The mothers and grandmothers, some with children in tow, started gathering almost an hour before the food pantry would open at noon on a recent Saturday at St. Jane Frances de Chantal Church in North Hollywood.

They talked softly in Spanish as they waited in the shade, while parishioner volunteers from the predominately Hispanic parish set up outdoor tables for the bi-monthly “Pan de Vida” food pantry providing free bread, eggs, fruits, canned and packaged goods to as many as 100 needy families from the area.

The two-year-old parish project — which was held outdoors this day because the gym was in use — arose from a ministry begun 12 years earlier when Mexican-born Jose Maria Ruiz, a restaurant waiter/overnight shift manager, came home to his wife, Olivia, and 11-year-old daughter, Carla, and said he wanted to start bringing sandwiches to the homeless on L.A.’s Skid Row.

“He was so passionate about it that my mom and I said, ‘Ok, let’s go!’” said Carla, now a 26-year-old preschool teacher who staffs the Saturday Pan de Vida sign-in table and still accompanies her parents and her 14-year-old brother on their last-Monday-of-the-month trips to Skid Row.

There they hand out 1,200 sandwiches starting at 5 a.m. with the help of parish volunteers. The Sunday before, parishioners assemble the sandwiches, including peanut butter with jelly, baloney with cheese and plain cheese.

“It’s truly a home-grown, lay parish ministry,” said Carmelite Brother John Sprissler, who notes that a similar ministry was run in the late ’80s and early ’90s by a nun serving the neighborhood needy at the time. “It’s almost like a passing of the torch to a different culture,” said Brother Sprissler. “They do it their way and buy [from farmer’s market-type places], like they do in Latin America.”

Ruiz, who contributes half of his earnings to Pan de Vida, makes weekly pick-ups at a bakery for bread and also buys produce at downtown L.A. wholesale markets. The ministry also receives donations from parishioners — they held an International Food Court March 23 which raised $7,000 — and the Carmelites of the Province of the Most Pure Heart of Mary centered in Darien, Illinois, gave $8,000 in seed money.

◆ DATA SHOWN:
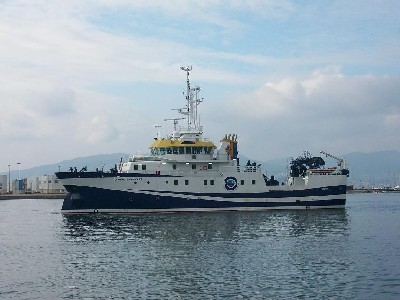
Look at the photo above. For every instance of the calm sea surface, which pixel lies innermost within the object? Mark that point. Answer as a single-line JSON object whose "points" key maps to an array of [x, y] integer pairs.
{"points": [[351, 253]]}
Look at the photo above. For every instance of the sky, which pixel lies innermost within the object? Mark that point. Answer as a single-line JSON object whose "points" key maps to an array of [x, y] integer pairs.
{"points": [[86, 77]]}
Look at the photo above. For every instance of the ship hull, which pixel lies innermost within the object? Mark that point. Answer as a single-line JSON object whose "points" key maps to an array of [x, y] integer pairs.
{"points": [[97, 200]]}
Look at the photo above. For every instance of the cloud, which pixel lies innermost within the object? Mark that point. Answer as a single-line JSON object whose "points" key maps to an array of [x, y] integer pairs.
{"points": [[326, 110], [98, 129]]}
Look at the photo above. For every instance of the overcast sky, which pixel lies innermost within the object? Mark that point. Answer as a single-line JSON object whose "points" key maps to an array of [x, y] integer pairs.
{"points": [[79, 78]]}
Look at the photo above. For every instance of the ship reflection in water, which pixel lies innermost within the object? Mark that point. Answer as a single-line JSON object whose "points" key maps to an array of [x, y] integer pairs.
{"points": [[190, 255], [195, 227]]}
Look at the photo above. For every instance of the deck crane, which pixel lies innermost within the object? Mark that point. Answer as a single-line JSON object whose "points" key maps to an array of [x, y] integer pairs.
{"points": [[341, 162]]}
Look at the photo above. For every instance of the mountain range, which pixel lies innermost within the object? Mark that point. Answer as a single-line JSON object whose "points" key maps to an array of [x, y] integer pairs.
{"points": [[366, 169]]}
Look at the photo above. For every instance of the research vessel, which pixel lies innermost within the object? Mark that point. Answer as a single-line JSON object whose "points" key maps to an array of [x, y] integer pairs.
{"points": [[186, 172]]}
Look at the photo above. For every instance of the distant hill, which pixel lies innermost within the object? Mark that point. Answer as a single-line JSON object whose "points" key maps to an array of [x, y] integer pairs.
{"points": [[92, 162], [366, 169]]}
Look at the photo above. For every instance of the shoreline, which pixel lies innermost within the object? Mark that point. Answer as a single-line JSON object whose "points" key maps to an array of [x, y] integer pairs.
{"points": [[31, 196]]}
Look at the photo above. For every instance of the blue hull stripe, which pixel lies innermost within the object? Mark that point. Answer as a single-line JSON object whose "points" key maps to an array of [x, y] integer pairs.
{"points": [[97, 199]]}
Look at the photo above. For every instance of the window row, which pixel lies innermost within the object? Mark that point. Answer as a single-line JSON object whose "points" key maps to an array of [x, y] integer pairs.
{"points": [[181, 150]]}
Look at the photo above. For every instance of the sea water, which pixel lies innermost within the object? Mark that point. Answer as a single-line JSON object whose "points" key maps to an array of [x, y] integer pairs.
{"points": [[351, 253]]}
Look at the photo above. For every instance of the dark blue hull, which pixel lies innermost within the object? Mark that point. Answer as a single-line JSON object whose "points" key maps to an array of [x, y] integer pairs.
{"points": [[93, 200]]}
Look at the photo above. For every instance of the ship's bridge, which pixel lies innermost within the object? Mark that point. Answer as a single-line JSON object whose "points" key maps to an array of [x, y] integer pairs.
{"points": [[182, 149]]}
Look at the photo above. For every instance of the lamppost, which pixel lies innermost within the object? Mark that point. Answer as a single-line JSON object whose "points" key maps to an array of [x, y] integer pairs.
{"points": [[9, 179], [19, 176]]}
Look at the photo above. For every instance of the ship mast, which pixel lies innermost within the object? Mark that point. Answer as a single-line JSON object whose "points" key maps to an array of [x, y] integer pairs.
{"points": [[193, 100]]}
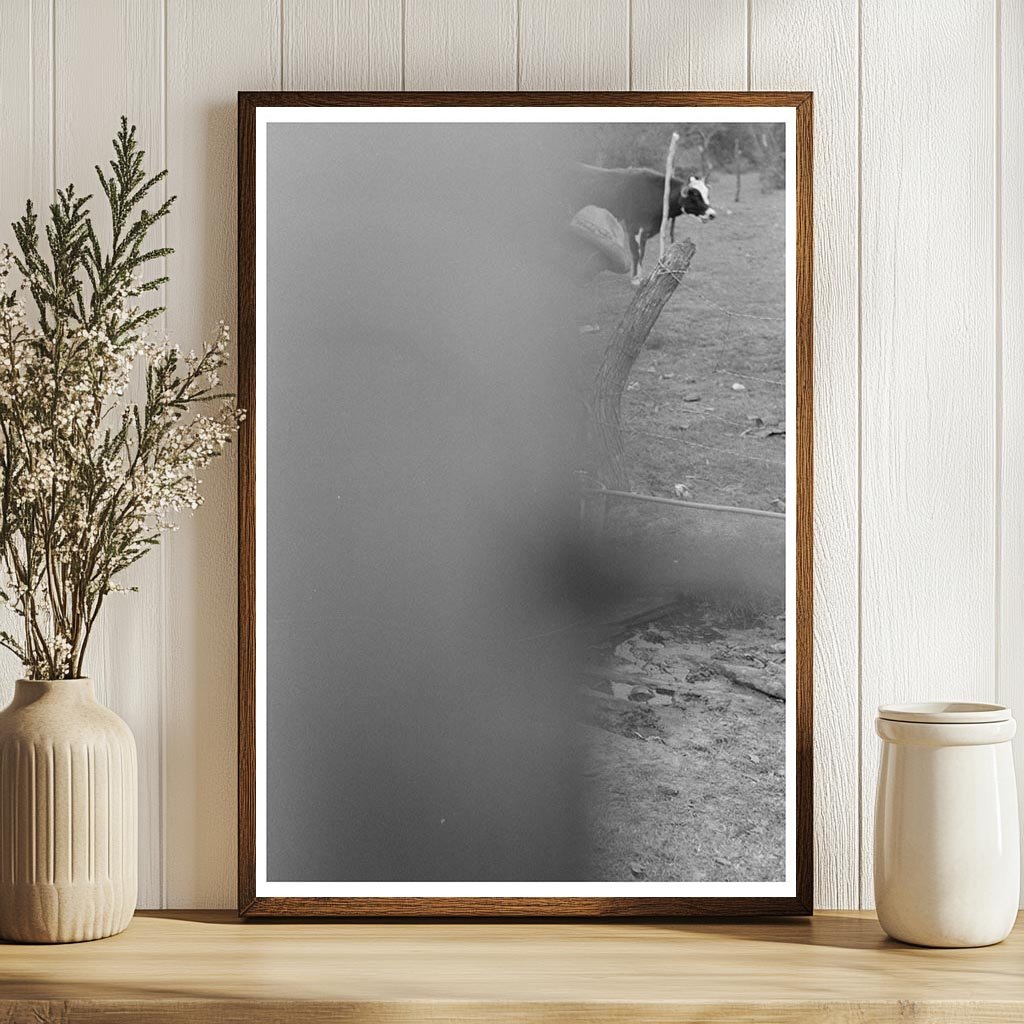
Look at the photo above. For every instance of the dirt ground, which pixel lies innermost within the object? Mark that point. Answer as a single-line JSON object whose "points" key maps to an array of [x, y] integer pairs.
{"points": [[687, 765]]}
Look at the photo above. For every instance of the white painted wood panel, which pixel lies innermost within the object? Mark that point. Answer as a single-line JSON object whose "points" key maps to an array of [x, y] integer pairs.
{"points": [[928, 364], [939, 542], [342, 44], [1010, 255], [576, 44], [213, 50], [832, 73], [27, 162], [693, 44], [465, 45], [127, 665]]}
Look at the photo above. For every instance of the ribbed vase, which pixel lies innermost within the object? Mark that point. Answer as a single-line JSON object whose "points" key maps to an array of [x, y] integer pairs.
{"points": [[69, 796]]}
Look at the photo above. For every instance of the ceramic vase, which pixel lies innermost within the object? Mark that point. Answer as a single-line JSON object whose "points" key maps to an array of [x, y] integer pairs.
{"points": [[946, 843], [68, 815]]}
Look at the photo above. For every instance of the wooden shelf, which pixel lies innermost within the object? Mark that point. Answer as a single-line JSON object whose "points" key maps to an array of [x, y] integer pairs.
{"points": [[209, 967]]}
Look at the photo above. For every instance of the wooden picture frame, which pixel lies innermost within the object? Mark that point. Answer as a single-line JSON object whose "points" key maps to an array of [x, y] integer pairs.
{"points": [[254, 903]]}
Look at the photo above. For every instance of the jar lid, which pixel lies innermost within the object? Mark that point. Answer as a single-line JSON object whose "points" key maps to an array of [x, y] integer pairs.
{"points": [[945, 713]]}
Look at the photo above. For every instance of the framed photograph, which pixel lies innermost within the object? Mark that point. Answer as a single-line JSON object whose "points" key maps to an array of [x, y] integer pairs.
{"points": [[524, 504]]}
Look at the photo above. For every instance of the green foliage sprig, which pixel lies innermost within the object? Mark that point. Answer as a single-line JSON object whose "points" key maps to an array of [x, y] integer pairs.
{"points": [[89, 477]]}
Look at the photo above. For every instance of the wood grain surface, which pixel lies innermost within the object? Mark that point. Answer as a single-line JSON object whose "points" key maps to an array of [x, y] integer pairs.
{"points": [[249, 900], [201, 967]]}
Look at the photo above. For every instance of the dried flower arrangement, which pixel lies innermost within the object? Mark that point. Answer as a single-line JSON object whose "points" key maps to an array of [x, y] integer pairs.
{"points": [[90, 477]]}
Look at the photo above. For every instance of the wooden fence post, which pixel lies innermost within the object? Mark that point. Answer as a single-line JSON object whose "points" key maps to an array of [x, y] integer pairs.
{"points": [[626, 345]]}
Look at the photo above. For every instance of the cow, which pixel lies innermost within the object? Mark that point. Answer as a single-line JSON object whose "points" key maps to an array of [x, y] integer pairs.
{"points": [[634, 197]]}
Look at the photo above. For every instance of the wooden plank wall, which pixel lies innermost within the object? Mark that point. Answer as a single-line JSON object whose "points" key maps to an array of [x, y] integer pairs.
{"points": [[920, 306]]}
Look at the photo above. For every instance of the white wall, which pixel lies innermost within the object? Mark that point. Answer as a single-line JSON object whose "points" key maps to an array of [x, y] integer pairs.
{"points": [[920, 325]]}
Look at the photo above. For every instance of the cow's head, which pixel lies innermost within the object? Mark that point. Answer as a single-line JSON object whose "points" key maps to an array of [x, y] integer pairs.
{"points": [[696, 201]]}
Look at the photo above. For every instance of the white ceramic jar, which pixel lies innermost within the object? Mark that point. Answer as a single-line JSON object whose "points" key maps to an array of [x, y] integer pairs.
{"points": [[946, 843]]}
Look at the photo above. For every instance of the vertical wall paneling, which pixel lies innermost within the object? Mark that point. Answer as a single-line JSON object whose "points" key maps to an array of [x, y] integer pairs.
{"points": [[468, 45], [696, 44], [1011, 263], [928, 384], [830, 71], [342, 44], [213, 50], [574, 44], [27, 166], [125, 653]]}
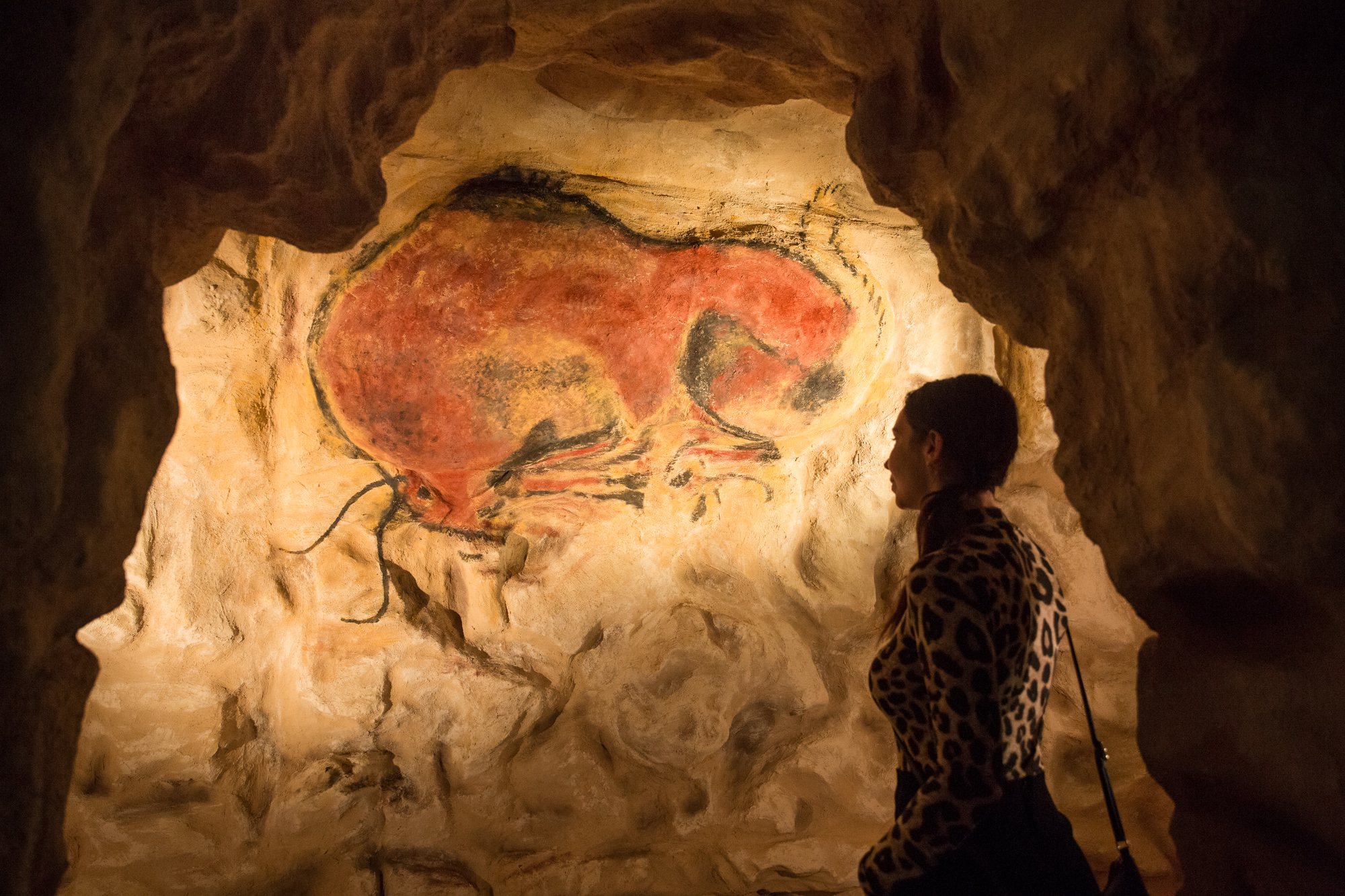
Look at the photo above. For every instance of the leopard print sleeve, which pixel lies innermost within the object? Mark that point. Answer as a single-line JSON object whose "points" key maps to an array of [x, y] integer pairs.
{"points": [[937, 681]]}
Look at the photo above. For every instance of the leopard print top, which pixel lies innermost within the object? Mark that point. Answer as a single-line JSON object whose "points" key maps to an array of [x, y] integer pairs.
{"points": [[965, 684]]}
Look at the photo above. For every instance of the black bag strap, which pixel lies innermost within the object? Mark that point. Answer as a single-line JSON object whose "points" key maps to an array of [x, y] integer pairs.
{"points": [[1100, 754]]}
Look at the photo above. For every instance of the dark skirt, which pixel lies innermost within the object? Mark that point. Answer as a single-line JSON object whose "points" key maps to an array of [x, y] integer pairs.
{"points": [[1026, 846]]}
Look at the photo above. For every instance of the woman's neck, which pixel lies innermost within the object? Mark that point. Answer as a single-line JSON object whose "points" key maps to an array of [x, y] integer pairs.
{"points": [[969, 501]]}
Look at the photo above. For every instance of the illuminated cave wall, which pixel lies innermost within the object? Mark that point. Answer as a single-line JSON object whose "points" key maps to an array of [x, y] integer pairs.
{"points": [[606, 405]]}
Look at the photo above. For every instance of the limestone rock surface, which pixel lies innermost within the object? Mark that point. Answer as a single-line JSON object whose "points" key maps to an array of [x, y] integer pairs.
{"points": [[1149, 190], [664, 696]]}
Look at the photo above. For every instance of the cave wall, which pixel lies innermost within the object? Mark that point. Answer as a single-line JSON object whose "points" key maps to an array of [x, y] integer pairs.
{"points": [[633, 665], [1152, 192]]}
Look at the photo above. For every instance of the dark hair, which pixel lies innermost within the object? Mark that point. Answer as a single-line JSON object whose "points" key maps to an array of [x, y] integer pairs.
{"points": [[978, 421]]}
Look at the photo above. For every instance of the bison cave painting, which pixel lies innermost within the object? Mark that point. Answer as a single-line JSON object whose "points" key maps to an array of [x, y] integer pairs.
{"points": [[518, 342]]}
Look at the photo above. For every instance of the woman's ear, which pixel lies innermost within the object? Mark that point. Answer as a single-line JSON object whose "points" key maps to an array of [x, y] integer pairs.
{"points": [[933, 448]]}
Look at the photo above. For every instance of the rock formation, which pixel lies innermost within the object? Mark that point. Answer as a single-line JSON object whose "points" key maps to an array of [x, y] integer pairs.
{"points": [[634, 662], [1149, 192]]}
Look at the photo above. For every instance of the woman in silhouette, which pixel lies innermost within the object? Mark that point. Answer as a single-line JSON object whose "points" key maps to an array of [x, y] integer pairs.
{"points": [[965, 667]]}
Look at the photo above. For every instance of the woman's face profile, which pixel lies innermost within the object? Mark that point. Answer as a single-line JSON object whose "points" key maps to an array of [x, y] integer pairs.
{"points": [[907, 469]]}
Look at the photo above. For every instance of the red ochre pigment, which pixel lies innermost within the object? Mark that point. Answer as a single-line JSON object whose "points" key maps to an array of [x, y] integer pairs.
{"points": [[549, 349]]}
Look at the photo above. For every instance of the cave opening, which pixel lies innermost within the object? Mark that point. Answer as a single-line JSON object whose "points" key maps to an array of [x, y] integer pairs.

◆ TASKS AND EXERCISES:
A - In the article about the Pan de Vida food pantry, give the passage from "The two-year-old parish" up to and including "to Skid Row." again, replacing "preschool teacher" with "kindergarten teacher".
B - According to the article about the Pan de Vida food pantry, how many sandwiches do the Ruiz family and parish volunteers hand out on Skid Row?
C - Continue the article about the Pan de Vida food pantry from its last sentence.

◆ RESPONSES FOR EACH TASK:
A -
The two-year-old parish project — which was held outdoors this day because the gym was in use — arose from a ministry begun 12 years earlier when Mexican-born Jose Maria Ruiz, a restaurant waiter/overnight shift manager, came home to his wife, Olivia, and 11-year-old daughter, Carla, and said he wanted to start bringing sandwiches to the homeless on L.A.’s Skid Row.

“He was so passionate about it that my mom and I said, ‘Ok, let’s go!’” said Carla, now a 26-year-old kindergarten teacher who staffs the Saturday Pan de Vida sign-in table and still accompanies her parents and her 14-year-old brother on their last-Monday-of-the-month trips to Skid Row.

B - 1,200 sandwiches.

C -
“Due to the economy that we have going on right now, a lot of people lost their homes and their cars, and they needed help from someone to give them food and hope to keep going in life,” said Ruiz in Spanish while his daughter translated. “Sometimes people can’t pay their rent, and we help them with a portion of it if it’s possible. We give them that hand of hope.

“A lot of people come back and they thank us for what we gave them, and they become sponsors and donate to us,” noted Ruiz. “So, it’s a big blessing to see them come back and be very successful because of the hand we granted to them.”

“We would be hurting if we didn’t have this food pantry,” said Esperanza, 55, who lives in a household with four adults and three children. She also goes to another church’s food pantry on Fridays but “they give just the bare minimum — it’s not enough, like [just] two potatoes, two carrots.” She appreciates Pan de Vida’s generous quantity and quality of groceries.

Single mom to two teenagers, Nuria, 40, an unemployed cancer patient who has been coming to the food pantry for three months, says her disability checks are not really enough to support her family. “Sometimes at the end of the month you don’t have anything, so it helps a lot because at least you can make an omelet” with the eggs, said Nuria.

Mark, a 61-year-old veteran on disability, has been coming to Pan de Vida for a while, taking home grocery bags hanging from his bicycle’s handlebars.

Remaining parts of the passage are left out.